TEXT BLOCK below:

Overall, it seems targeted (and even general) muscle strengthening does very little to improve movement patterns during a specific task like running.
Specificity Strikes Again
Why doesn’t movement improve – even when you strengthen the muscles involved in that movement?
One theory is that the body adapts to move in the path of least resistance (not necessarily the best or safest path – just the easiest) and when something might change this preferred movement pattern (like changes in joint forces from stronger muscles) the body simply adapts to maintain it’s old pattern. 5 This is speculative, of course.
More importantly, one must not forget the specificity principle. If the goal is to improve the strength of a specific muscle, then use targeted exercise. However, if one wishes to improve a particular movement or skill, they should practice that movement or skill specifically.
Another study from 2011 trained runners with real-time feedback – information was provided to them about their running mechanics while they actually ran on a treadmill. 6 The runners had eight sessions, and feedback was gradually removed over the last four sessions. At the end of the study, significant improvements in running mechanics were found during running.
Muscle strengthening still has tremendous value. In some cases a person may not be strong enough to move a certain way. This is probably not the case with most activities, although strengthening may make common movements easier. Plus, research does show that hip strengthening leads to improvements in joint loading – which may reduce some cases of acute pain during exercise. 7
However, when it comes to improving movement, nothing is better than actually training movement. Deliberately practice the movement with the goal of making the desired improvements. Don’t just go through the motions.
It’s fine to use different exercises to practice important principles of movement (like avoiding excessive knee valgus) – but then, one must apply those principles to the movement pattern of interest.
Want better running mechanics? Practice better running mechanics.
1. Hewett TE, Di Stasi SL, Myer GD. Current concepts for injury prevention in athletes after anterior cruciate ligament reconstruction. Am J Sports Med. 2013 Jan;41(1):216-24. doi: 10.1177/0363546512459638. Epub 2012 Oct 5. Review. PubMed PMID: 23041233; PubMed Central PMCID: PMC3592333.

End of TEXT BLOCK.
GIVEN INFORMATION below:

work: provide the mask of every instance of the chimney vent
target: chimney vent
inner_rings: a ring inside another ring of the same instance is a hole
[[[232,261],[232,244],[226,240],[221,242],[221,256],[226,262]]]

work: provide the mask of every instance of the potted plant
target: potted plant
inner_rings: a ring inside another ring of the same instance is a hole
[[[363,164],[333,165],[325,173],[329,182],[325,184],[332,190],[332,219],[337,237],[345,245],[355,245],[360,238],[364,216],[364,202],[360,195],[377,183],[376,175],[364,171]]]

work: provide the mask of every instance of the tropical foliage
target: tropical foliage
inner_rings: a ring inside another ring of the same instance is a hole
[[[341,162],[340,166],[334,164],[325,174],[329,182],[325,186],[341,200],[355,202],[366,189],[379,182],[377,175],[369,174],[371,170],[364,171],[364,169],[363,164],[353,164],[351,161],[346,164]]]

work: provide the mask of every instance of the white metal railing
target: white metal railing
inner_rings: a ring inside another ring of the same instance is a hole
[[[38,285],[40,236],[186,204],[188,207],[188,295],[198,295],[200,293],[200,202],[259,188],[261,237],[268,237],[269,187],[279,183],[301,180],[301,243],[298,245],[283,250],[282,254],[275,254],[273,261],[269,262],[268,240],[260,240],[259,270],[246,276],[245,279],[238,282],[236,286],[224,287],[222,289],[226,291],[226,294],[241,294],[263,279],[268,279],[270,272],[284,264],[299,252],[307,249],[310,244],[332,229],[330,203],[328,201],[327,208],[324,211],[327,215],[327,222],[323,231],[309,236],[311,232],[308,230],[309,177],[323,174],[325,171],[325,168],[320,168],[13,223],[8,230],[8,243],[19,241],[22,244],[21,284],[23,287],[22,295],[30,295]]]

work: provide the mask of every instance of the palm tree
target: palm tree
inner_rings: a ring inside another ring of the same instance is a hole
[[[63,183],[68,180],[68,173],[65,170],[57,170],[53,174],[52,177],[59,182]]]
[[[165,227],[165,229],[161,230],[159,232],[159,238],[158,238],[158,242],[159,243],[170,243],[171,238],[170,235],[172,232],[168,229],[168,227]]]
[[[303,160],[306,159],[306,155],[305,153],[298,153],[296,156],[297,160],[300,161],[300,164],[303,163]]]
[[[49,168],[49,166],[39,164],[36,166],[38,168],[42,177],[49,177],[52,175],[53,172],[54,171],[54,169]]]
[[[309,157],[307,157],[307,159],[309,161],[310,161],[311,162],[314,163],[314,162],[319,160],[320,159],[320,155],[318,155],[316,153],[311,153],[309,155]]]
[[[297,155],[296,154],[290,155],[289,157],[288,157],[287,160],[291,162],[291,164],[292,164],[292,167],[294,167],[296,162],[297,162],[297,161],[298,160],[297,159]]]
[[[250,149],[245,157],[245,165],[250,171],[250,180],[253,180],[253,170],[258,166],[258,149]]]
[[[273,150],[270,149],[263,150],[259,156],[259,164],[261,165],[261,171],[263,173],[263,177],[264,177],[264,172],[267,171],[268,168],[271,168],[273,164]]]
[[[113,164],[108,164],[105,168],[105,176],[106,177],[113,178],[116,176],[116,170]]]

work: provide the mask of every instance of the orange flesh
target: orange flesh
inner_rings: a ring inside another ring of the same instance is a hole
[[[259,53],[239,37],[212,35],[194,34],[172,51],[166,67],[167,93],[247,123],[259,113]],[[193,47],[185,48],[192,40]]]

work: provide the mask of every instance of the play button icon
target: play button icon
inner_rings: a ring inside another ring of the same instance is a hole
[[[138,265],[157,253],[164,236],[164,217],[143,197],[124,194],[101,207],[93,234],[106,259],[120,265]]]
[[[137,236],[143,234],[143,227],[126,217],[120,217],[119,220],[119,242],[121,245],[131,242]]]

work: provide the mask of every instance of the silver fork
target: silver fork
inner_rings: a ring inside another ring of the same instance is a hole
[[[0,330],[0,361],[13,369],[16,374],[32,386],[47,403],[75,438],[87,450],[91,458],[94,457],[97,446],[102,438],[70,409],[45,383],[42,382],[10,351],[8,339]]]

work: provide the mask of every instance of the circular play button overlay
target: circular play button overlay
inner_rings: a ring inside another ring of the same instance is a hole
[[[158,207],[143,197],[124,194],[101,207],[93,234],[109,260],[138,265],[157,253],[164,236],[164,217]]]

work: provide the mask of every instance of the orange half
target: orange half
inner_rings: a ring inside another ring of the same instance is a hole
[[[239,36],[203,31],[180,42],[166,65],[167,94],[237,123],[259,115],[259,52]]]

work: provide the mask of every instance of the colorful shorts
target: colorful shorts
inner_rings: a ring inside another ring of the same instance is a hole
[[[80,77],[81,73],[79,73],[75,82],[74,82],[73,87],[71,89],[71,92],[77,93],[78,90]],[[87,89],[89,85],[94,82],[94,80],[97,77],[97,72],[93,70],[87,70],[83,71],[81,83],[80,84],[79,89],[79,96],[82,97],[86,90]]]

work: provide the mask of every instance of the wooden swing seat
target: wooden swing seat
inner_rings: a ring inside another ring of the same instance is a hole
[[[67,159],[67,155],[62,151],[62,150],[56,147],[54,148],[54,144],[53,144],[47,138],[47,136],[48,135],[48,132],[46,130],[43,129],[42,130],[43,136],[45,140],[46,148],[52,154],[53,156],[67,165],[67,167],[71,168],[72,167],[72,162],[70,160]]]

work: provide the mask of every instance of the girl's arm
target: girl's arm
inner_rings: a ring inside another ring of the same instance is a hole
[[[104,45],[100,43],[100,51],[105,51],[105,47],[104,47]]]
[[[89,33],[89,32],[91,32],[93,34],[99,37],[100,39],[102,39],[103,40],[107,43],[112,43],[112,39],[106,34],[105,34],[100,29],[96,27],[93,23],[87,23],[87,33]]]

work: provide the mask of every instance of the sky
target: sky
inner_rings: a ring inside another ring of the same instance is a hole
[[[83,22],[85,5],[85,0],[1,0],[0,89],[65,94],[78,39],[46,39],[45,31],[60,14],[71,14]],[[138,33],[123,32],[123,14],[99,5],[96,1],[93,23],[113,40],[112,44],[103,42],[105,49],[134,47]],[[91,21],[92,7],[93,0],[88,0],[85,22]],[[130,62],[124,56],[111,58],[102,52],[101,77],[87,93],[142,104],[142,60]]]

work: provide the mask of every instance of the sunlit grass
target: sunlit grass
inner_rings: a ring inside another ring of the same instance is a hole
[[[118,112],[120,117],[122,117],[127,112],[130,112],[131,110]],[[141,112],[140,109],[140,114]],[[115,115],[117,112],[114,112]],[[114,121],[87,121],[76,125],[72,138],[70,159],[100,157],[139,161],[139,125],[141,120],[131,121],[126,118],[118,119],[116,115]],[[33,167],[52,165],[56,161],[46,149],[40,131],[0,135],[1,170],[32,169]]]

End of GIVEN INFORMATION.

**TASK BRIEF:**
Swap "path of least resistance" for "easiest available route" in the text on muscle strengthening and running, and write out the passage starting at "Specificity Strikes Again" and ending at "speculative, of course.". Draw only on the text on muscle strengthening and running.

**COMPLETED TASK:**
Specificity Strikes Again
Why doesn’t movement improve – even when you strengthen the muscles involved in that movement?
One theory is that the body adapts to move in the easiest available route (not necessarily the best or safest path – just the easiest) and when something might change this preferred movement pattern (like changes in joint forces from stronger muscles) the body simply adapts to maintain it’s old pattern. 5 This is speculative, of course.